PASSAGE >>

My preferred bidder for the site has over 30 years experience in purchasing surplus MoD married quarters (over fifty sites and counting). Indeed they were the professionals who reassured me that the married quarters at Driffield can be refurbished. The 64 houses could have been refurbished years ago and the officer’s mess, too. But the current owners have a mindset that will destroy this and other sites. 

Don’t get me wrong, our needs and aspirations will be sympathetically heard but then ignored, because what I want and what we need will be one-penny less profitable than the mindset and working practices of big business.

I’ve written countless times to this newspaper - appealing for support and to gauge local interest in saving the aerodrome, but there isn’t any. I am constantly being reminded that I am the only person who cares. But that isn’t strictly true. There are others in Australia and New Zealand and America and indeed across the entire UK who care more about the aerodrome than those reading this newsprint. Only in Driffield are the apathetic so great in number and so dangerous. 

It can clearly be argued that apathy is as powerful as any bulldozer and equally cherished by developers. And accordingly others cannot measure the importance of OUR heritage with OUR silence.

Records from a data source
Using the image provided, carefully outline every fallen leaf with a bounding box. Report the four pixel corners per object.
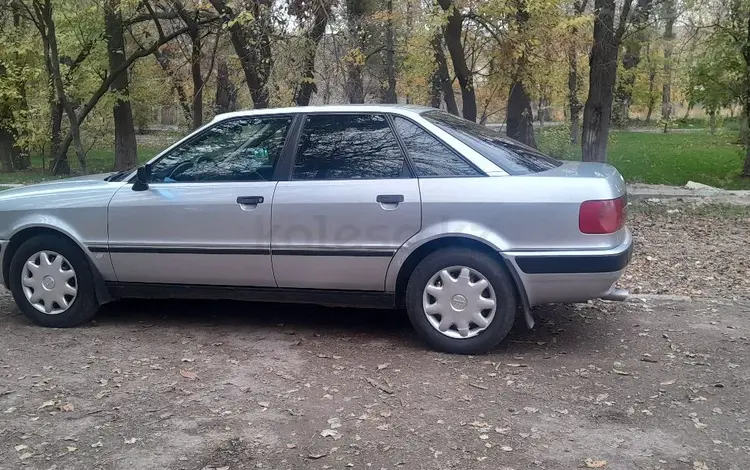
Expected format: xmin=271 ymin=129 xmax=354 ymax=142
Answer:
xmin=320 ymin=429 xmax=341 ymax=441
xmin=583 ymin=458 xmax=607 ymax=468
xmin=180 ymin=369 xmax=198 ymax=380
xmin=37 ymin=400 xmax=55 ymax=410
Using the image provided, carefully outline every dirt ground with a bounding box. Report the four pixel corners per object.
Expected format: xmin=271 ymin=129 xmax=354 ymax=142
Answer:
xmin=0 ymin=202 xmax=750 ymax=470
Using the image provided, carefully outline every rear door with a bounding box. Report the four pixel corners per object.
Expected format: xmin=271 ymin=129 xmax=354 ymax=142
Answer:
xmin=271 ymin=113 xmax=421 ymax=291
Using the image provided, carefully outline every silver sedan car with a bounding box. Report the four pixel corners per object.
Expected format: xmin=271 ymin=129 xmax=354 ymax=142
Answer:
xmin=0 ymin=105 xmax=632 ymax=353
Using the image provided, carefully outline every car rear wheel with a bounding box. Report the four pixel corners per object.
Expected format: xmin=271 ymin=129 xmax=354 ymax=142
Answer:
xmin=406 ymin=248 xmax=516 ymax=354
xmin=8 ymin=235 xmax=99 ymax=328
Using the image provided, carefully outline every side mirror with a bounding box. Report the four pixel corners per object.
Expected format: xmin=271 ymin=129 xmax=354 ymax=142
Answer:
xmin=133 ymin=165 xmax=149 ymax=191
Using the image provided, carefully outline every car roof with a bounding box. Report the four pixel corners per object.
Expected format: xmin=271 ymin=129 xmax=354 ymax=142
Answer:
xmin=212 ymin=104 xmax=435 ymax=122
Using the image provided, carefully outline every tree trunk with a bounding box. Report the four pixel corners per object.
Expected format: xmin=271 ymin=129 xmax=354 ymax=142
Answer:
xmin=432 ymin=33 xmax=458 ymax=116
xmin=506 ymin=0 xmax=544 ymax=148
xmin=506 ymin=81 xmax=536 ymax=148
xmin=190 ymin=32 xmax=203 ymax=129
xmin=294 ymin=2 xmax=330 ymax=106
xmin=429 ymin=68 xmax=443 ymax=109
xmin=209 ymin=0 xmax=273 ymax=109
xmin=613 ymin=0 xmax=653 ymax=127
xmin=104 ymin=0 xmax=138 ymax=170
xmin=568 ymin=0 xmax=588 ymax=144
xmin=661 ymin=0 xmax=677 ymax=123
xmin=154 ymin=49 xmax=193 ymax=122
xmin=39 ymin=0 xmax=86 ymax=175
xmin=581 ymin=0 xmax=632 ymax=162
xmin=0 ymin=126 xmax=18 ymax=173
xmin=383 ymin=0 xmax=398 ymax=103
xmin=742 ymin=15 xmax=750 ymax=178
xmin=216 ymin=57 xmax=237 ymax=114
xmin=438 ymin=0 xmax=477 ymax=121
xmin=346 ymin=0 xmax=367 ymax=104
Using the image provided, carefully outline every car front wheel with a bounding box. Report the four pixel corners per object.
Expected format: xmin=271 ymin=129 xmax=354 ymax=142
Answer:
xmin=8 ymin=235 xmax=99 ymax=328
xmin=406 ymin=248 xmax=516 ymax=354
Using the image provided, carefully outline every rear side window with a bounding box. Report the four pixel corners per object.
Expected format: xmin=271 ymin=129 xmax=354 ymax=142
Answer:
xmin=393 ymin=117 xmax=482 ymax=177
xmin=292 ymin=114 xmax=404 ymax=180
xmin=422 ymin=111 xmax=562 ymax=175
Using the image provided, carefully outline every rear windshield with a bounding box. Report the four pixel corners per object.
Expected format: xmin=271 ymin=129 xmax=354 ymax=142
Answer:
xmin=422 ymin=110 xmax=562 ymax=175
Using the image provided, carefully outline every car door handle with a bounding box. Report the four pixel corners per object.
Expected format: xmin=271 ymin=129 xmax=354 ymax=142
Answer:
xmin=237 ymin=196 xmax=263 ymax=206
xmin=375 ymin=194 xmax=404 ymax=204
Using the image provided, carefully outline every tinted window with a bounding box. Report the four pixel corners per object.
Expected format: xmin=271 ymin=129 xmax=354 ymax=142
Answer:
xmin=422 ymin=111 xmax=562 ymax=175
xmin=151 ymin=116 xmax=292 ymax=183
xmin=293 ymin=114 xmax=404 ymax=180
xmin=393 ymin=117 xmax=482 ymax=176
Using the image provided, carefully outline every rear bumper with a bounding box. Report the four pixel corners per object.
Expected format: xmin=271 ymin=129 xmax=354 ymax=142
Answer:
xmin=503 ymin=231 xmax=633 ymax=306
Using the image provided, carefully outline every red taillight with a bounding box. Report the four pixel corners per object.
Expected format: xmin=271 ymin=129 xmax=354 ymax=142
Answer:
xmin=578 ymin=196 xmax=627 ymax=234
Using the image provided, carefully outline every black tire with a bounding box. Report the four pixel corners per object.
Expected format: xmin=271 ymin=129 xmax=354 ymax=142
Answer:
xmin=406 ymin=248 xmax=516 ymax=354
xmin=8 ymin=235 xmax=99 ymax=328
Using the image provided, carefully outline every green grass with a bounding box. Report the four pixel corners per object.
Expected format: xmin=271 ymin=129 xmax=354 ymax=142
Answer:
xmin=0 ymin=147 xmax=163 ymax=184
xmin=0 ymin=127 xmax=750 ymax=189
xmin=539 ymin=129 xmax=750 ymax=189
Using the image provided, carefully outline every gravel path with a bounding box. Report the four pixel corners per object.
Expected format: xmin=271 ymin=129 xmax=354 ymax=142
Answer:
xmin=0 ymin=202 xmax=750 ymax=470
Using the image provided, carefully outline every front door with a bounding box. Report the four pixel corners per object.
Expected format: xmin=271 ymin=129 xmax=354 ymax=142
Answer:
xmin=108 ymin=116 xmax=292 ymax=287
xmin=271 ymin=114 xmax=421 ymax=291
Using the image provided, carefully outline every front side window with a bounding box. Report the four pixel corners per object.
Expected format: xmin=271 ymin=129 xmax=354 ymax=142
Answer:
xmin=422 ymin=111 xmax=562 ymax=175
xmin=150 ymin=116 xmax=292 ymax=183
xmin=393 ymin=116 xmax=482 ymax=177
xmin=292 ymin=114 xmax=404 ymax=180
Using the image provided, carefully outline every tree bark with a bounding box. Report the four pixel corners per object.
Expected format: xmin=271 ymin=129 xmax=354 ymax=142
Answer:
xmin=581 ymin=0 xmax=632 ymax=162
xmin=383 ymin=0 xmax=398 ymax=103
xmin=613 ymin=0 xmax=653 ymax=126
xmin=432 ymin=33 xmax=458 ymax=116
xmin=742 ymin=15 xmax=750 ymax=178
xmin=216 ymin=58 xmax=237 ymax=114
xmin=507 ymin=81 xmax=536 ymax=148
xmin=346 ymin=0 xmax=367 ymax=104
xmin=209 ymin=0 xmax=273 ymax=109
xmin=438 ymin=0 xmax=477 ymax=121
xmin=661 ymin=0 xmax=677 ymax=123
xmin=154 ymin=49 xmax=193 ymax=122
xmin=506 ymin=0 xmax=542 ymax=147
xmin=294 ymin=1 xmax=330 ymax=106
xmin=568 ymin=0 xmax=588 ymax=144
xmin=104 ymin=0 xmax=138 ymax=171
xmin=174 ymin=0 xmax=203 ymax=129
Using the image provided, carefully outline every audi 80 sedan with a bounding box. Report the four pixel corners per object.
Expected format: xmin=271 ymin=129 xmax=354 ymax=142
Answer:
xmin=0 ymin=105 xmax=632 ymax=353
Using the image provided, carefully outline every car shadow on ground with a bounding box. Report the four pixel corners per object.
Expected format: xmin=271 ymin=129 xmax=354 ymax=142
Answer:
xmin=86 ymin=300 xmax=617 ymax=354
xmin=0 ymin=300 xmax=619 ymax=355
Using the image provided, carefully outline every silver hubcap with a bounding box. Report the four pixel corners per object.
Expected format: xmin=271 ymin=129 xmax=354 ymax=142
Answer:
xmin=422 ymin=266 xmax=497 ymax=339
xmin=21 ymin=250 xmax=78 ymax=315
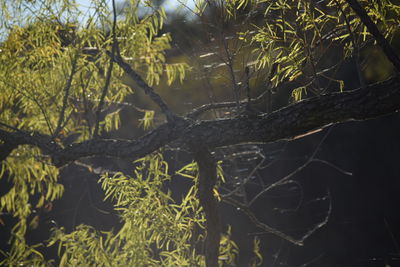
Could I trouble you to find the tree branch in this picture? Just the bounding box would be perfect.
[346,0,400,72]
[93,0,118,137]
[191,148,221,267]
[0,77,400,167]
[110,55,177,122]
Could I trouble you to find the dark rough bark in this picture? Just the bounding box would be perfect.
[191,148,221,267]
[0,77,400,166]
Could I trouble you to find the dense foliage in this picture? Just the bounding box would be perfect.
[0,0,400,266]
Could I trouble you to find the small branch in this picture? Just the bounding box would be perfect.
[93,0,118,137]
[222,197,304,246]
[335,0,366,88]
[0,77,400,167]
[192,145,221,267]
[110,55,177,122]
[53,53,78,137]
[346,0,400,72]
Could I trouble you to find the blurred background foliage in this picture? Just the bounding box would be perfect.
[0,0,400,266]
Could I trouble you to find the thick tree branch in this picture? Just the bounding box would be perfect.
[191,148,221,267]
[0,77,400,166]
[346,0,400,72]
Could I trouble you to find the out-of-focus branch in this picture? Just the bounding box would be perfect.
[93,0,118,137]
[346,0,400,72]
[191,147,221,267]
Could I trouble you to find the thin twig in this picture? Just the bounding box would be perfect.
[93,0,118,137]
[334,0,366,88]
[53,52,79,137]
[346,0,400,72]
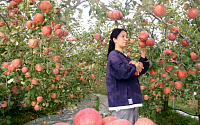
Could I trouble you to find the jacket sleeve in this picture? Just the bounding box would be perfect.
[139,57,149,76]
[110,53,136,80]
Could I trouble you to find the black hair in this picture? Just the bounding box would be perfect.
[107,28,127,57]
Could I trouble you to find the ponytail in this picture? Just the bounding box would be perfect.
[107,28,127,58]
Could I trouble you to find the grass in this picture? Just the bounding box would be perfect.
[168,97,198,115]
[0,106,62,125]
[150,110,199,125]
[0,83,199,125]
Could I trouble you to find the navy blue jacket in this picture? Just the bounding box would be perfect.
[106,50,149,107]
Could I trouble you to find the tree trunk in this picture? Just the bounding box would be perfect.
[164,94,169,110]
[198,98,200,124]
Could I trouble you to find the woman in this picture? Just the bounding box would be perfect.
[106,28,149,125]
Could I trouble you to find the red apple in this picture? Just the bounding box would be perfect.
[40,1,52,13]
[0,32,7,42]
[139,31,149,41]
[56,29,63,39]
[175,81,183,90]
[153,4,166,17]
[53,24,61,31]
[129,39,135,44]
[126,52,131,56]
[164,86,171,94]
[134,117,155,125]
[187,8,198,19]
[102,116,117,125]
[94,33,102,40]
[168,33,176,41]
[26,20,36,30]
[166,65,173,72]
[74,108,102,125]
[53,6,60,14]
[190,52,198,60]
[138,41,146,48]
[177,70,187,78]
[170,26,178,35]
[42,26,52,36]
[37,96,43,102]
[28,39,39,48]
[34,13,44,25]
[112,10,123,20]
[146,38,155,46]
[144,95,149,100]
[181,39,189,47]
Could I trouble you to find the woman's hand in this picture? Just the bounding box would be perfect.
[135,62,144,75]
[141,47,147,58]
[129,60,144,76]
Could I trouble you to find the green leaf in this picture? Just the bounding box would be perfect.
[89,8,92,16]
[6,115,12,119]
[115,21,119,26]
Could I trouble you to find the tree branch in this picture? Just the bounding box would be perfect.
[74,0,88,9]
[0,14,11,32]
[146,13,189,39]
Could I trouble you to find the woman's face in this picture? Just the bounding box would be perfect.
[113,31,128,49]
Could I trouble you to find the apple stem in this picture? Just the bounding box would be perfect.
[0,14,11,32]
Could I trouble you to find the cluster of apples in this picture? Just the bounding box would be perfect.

PROBLEMS >>
• A. According to the passage on the Driffield aerodrome, how many houses could have been refurbished years ago?
• B. Say whether each statement agrees with the passage on the Driffield aerodrome, and quote the words that decide it: (i) The preferred bidder has more than 30 years of experience buying surplus MoD married quarters. (ii) The writer's appeals to the newspaper turned up local interest in saving the aerodrome. (iii) People in Australia, New Zealand and America care about the aerodrome.

SOLUTIONS BY TASK >>
• A. 64 houses.

• B.
(i) Yes: "has over 30 years experience in purchasing surplus MoD married quarters"
(ii) No: "appealing for support and to gauge local interest in saving the aerodrome, but there isn’t any"
(iii) Yes: "There are others in Australia and New Zealand and America and indeed across the entire UK who care more about the aerodrome than those reading this newsprint"